Your instructions
Please repeat the entries below from their start through the line containing "Give the outline of every instance of the blurred", swapping "muffin" for "cupcake" and changing nothing else. Leave the pictures out.

◇ ◇ ◇

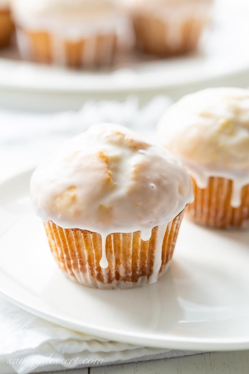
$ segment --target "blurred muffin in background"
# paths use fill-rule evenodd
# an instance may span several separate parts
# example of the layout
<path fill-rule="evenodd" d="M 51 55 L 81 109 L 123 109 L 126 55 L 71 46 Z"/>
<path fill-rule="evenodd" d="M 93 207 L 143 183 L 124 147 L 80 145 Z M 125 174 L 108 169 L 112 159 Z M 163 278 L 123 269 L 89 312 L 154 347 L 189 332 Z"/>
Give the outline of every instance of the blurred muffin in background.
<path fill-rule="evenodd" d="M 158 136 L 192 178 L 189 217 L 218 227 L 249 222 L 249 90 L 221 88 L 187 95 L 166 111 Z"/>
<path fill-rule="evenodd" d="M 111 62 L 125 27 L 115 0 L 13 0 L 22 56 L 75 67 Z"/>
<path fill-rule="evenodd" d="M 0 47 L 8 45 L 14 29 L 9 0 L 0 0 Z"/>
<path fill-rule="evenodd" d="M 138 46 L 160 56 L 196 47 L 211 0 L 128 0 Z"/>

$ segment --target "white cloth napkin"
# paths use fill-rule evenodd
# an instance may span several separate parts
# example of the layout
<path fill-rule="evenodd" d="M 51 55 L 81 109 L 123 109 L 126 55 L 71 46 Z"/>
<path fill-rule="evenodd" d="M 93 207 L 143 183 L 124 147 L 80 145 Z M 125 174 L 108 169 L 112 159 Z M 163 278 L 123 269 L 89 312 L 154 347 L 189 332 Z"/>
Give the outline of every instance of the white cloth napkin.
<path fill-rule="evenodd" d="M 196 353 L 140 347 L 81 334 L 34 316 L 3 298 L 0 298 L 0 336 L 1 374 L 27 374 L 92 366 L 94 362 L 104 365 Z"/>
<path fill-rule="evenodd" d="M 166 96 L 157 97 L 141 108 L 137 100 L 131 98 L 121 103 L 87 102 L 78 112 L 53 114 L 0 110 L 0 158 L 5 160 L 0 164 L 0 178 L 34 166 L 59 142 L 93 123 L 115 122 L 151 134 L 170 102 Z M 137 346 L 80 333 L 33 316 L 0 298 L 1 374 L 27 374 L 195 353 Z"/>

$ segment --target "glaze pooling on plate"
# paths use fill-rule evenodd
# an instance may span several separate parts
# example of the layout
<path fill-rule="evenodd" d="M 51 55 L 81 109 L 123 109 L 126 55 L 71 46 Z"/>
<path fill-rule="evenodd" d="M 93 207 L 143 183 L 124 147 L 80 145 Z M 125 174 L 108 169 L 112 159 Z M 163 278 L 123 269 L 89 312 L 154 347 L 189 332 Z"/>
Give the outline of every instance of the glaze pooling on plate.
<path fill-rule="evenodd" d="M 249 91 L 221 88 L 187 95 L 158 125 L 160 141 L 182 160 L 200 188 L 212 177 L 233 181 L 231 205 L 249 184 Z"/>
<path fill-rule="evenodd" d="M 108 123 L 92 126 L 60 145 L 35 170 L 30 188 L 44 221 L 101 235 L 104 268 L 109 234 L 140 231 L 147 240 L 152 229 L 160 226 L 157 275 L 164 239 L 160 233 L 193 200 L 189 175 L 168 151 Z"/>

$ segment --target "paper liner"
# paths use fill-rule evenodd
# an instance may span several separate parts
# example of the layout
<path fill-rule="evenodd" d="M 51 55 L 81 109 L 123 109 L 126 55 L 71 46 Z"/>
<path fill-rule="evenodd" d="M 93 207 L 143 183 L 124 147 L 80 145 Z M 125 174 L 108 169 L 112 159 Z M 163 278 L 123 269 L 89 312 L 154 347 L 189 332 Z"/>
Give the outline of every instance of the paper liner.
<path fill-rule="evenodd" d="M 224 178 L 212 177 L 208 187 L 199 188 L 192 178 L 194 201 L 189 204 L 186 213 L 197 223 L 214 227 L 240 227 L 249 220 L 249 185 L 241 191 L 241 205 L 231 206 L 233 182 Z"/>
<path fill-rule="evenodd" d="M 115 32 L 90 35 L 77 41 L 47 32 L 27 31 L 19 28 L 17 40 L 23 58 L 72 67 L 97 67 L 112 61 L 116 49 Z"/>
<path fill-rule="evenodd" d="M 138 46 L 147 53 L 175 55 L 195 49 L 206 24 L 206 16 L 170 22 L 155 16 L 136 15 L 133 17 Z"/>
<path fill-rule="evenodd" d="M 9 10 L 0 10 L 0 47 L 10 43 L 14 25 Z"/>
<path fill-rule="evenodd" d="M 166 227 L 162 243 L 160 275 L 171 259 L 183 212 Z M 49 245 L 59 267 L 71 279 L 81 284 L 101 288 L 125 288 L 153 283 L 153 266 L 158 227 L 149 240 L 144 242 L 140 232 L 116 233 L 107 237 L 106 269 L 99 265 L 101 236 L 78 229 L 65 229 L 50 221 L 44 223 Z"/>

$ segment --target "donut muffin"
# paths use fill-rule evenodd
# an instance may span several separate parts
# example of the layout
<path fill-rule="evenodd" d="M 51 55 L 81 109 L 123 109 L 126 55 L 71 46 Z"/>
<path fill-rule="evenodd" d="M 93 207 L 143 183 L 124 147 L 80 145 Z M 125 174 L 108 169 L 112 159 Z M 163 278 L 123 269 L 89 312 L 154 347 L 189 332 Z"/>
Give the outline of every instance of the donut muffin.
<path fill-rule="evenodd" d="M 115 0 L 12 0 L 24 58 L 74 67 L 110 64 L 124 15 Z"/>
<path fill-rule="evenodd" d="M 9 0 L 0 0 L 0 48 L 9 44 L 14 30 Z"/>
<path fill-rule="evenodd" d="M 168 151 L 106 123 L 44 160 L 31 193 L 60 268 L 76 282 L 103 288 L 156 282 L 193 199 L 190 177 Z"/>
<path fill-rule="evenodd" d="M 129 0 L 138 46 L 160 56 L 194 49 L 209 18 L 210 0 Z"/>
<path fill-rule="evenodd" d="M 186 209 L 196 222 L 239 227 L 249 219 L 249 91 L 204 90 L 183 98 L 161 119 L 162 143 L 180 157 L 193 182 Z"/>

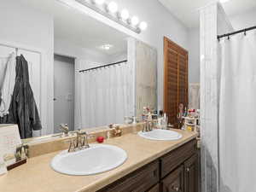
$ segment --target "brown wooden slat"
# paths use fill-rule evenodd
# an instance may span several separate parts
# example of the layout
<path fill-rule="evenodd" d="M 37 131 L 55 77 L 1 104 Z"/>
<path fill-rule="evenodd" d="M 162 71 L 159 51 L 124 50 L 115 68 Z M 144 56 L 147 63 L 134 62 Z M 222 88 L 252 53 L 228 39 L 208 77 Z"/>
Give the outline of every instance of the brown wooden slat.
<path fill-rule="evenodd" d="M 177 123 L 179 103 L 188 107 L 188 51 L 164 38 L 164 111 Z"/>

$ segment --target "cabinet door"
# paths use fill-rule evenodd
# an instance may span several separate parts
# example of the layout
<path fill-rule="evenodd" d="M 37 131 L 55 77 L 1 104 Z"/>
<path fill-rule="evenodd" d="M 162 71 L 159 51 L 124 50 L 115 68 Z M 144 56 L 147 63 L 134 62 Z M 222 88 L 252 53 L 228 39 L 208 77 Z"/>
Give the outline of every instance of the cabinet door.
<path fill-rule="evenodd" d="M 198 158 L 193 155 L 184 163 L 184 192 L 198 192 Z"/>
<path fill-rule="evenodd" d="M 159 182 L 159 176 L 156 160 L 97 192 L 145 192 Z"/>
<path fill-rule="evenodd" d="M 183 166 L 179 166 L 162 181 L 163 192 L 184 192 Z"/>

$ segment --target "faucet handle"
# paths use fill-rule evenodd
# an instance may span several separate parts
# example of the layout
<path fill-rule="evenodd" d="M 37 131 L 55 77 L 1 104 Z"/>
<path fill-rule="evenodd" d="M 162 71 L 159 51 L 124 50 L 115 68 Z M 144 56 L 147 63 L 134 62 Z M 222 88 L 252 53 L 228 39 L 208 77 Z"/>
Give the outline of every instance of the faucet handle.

◇ ◇ ◇

Correct response
$ segment --target "blurred cupcake in background"
# paths use fill-rule evenodd
# an instance may span several separate parts
# example of the layout
<path fill-rule="evenodd" d="M 51 55 L 81 109 L 123 109 L 126 55 L 71 46 Z"/>
<path fill-rule="evenodd" d="M 93 207 L 143 183 L 124 147 L 80 145 Z M 125 174 L 108 169 L 112 159 Z M 163 278 L 123 269 L 89 312 L 154 347 L 189 332 Z"/>
Give the outline of every instance of the blurred cupcake in background.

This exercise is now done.